== Provided text ==
+-------+
She selected white truffle ravioli for our Artist’s Palate series to coincide with the installation of a new sculpture at the Sandretto Re Rebaudengo Sculpture Park in Guarene, Italy, Rise, which reenacts the first cross-pollination between a male and female grapevine plant. The accompanying explanation is characteristically Humeau: ‘White truffles’ ripening, harvest, entire cycle of life is connected to the moon – the best time to find them is during the crescent moon of October, approximately from the first quarter onwards. Sage is an ancient herb that symbolises immortality [...] it has also been traditionally used to repulse evil spirits – we need sage more than ever right now!’

Pair the dish with a glass of biodynamic wine, made in accordance with moon phases, and you have a meal that is laden with both flavour and meaning: ‘an attempt to connect ourselves to the cosmos, and rethink about our place in the universe and the ecosystems in which we evolve’, says the artist.
+-------+
== Stated exercise 1 ==
Return each line of the entries below that contains the string "tall".

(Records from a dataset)
+-------+
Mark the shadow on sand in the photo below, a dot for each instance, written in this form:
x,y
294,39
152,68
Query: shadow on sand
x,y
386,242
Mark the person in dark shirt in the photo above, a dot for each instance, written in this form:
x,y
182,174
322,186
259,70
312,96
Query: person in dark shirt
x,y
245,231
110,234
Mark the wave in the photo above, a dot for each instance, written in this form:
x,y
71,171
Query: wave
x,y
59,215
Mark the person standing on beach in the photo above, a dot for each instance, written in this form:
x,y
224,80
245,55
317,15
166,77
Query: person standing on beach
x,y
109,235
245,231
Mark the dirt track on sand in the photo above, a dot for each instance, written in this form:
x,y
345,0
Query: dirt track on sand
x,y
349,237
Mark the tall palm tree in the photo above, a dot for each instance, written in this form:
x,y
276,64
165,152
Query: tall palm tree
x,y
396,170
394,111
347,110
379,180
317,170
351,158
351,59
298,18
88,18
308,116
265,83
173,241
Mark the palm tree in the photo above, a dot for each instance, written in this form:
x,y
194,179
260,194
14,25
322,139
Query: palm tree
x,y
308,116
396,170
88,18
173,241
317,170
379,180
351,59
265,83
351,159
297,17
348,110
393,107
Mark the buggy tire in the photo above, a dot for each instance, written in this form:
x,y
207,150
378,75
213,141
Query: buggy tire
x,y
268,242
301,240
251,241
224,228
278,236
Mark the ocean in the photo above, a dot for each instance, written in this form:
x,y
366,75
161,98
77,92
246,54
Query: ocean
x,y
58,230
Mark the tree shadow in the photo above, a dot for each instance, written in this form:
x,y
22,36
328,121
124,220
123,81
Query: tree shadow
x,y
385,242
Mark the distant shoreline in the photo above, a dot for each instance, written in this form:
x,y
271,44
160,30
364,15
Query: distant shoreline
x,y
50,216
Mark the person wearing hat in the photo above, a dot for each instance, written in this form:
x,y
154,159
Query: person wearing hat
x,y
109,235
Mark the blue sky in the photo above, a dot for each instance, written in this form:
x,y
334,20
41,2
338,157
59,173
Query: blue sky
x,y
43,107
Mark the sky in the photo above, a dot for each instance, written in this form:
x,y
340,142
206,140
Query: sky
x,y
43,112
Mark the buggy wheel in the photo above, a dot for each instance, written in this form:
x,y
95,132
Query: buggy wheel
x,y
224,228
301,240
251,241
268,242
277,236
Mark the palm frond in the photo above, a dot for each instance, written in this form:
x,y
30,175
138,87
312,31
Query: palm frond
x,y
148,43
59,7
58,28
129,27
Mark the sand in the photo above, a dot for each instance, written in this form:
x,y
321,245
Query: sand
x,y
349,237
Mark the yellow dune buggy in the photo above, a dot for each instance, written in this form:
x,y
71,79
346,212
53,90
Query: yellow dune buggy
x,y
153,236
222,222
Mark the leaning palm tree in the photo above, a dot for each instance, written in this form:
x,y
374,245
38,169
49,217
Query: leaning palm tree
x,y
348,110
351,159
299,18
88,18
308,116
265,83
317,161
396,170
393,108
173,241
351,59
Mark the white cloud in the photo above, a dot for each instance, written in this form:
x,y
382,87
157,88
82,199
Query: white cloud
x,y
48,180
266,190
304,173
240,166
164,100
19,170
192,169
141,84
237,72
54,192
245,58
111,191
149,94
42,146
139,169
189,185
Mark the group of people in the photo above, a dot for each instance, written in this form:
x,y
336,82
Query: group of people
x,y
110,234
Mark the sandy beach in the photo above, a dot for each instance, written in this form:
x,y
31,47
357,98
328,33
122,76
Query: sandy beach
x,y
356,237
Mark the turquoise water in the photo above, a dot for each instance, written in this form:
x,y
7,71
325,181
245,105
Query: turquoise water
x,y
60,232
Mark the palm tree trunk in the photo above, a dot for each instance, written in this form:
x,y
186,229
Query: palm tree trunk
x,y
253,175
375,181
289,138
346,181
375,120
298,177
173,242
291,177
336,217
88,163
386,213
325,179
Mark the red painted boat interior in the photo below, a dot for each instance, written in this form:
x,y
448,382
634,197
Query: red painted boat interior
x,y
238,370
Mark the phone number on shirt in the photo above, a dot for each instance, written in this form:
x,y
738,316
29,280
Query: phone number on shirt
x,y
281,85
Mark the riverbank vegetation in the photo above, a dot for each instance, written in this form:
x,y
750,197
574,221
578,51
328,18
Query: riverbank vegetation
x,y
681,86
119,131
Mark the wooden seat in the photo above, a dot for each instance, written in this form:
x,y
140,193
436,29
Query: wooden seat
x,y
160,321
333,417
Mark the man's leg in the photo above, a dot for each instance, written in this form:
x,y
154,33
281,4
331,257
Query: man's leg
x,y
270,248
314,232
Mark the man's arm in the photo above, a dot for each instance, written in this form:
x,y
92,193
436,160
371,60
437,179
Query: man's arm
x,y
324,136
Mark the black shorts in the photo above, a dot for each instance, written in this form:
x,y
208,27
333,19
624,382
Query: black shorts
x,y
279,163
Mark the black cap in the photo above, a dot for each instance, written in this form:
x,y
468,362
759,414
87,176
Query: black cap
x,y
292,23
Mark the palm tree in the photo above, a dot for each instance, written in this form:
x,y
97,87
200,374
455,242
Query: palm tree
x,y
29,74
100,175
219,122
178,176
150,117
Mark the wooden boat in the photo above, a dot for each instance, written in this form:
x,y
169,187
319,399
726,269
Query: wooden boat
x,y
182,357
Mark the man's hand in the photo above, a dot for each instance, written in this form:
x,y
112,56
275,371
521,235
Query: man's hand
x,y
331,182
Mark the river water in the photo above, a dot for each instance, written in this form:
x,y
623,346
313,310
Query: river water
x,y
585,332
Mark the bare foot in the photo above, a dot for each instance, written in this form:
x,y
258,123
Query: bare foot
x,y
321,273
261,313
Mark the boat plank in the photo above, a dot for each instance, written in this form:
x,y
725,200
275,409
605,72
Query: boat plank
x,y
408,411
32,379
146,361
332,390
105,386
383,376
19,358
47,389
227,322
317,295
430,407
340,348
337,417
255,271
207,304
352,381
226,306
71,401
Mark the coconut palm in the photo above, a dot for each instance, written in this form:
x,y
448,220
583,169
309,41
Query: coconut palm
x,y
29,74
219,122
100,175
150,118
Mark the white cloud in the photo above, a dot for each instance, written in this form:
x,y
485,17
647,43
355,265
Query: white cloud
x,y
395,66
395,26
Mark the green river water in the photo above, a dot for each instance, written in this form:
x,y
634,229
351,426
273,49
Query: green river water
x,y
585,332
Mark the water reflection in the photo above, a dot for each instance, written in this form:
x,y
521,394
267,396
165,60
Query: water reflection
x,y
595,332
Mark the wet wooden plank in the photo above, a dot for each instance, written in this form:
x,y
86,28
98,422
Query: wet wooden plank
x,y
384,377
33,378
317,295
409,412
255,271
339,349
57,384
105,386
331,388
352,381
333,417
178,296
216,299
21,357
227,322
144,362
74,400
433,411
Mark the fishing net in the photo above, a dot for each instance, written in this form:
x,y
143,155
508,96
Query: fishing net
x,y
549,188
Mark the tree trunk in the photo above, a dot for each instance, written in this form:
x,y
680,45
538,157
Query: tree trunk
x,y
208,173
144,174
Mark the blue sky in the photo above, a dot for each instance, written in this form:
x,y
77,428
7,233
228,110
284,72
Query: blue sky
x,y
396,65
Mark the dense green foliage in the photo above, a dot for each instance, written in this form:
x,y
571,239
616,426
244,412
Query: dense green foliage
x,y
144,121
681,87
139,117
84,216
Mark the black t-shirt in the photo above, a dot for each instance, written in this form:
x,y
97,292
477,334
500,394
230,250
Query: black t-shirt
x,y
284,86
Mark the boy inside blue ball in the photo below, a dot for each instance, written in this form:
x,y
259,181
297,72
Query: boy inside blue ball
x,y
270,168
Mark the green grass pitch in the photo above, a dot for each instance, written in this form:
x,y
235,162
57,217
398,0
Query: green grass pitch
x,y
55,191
+-------+
== Stated exercise 2 ==
From the truffle ravioli passage, list every place name it mentions.

== Worked answer 1 ==
Mark the tall palm tree in the photo above, a dot for each instance, written in this form:
Query: tall palm tree

== Worked answer 2 ==
- Sandretto Re Rebaudengo Sculpture Park
- Guarene
- Italy